* Your goal:
Given the records underneath, please repeat exactly the lines from the line with "mind spotting the commercial" through the line with "mind spotting the white interior", passing over any picture.

* Data for this exercise:
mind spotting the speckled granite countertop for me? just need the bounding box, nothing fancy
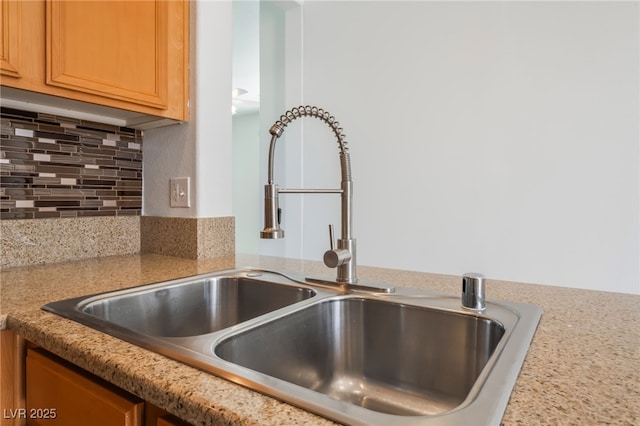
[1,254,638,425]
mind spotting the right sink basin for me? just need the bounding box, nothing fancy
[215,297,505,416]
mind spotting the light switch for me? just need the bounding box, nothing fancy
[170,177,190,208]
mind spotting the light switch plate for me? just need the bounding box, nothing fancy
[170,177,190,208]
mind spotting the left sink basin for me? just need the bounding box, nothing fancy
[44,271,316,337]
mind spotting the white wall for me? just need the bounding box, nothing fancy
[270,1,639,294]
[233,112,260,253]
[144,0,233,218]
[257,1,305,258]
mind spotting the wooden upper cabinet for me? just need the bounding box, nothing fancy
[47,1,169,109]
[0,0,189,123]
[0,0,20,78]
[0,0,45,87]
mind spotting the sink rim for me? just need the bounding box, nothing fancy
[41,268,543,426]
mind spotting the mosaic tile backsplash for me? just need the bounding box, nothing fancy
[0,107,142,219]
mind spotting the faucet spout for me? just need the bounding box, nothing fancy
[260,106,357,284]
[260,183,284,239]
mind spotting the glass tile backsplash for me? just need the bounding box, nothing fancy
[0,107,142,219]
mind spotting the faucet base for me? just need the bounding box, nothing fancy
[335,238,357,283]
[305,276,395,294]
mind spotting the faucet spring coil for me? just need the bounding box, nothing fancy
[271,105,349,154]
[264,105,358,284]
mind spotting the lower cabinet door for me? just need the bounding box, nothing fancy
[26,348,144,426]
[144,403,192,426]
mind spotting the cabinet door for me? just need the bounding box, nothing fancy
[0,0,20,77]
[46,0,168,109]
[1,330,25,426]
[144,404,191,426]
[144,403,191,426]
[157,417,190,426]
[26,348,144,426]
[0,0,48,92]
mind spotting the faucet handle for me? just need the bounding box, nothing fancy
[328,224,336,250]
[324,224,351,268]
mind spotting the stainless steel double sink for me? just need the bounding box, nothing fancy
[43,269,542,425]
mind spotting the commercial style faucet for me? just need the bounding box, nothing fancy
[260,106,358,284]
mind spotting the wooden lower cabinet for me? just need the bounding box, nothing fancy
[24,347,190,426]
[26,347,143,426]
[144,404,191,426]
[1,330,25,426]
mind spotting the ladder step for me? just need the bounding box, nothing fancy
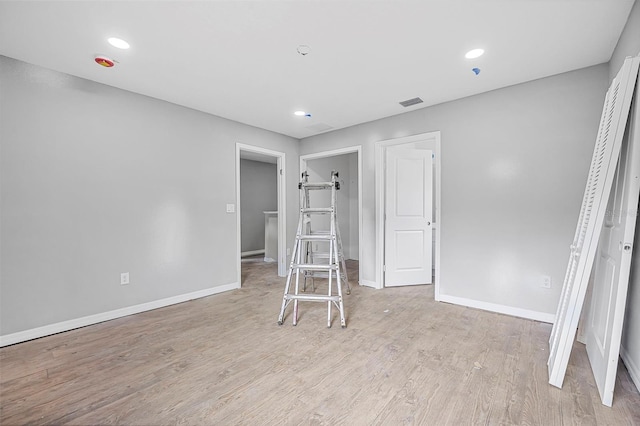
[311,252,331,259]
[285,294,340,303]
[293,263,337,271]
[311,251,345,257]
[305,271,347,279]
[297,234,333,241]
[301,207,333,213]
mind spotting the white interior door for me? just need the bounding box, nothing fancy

* * *

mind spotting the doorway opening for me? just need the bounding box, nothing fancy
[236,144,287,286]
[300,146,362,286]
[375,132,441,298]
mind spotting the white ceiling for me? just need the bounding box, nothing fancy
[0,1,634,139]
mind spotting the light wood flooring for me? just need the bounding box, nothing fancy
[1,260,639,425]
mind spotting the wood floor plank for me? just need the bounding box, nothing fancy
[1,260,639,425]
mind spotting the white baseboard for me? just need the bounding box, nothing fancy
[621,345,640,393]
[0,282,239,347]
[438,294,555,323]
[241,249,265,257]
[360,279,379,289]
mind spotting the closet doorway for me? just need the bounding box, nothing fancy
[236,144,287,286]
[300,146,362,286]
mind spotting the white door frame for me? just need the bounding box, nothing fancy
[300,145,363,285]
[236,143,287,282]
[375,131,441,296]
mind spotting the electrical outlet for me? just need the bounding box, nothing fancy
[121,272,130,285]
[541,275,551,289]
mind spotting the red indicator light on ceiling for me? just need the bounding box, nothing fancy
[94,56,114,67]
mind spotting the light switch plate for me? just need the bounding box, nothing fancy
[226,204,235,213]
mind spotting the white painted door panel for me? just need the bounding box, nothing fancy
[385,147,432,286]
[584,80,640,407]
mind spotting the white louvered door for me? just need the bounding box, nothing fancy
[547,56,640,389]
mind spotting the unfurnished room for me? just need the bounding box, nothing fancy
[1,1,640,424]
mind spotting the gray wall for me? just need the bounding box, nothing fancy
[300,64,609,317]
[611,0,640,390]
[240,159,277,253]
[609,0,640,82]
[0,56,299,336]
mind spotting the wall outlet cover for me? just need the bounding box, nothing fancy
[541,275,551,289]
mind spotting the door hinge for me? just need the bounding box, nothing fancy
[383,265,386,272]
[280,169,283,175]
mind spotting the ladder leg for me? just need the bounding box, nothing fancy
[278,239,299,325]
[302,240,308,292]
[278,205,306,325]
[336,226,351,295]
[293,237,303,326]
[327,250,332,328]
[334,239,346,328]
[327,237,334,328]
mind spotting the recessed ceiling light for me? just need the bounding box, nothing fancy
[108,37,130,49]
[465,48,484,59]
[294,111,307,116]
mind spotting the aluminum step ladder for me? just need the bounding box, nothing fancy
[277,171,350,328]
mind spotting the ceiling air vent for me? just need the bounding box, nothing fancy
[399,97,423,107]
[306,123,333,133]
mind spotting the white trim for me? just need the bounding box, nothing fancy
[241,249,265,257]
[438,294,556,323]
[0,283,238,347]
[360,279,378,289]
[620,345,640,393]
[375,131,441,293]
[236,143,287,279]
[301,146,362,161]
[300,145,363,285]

* Written solution:
mind spotting the commercial style faucet for me? just need the bounding box, nothing fancy
[260,106,358,284]
mind spotting the wooden lower cabinet for me? just need the bounding box, nothing fancy
[24,347,190,426]
[26,347,143,426]
[144,404,191,426]
[1,330,25,426]
mind spotting the ladder step for me? just need the bounding box, nothing fancy
[311,252,331,259]
[285,294,340,303]
[293,263,337,271]
[311,251,345,257]
[305,271,347,279]
[297,234,333,241]
[301,207,333,213]
mind spotting the white interior door for me? just need the bounding box, nothing fancy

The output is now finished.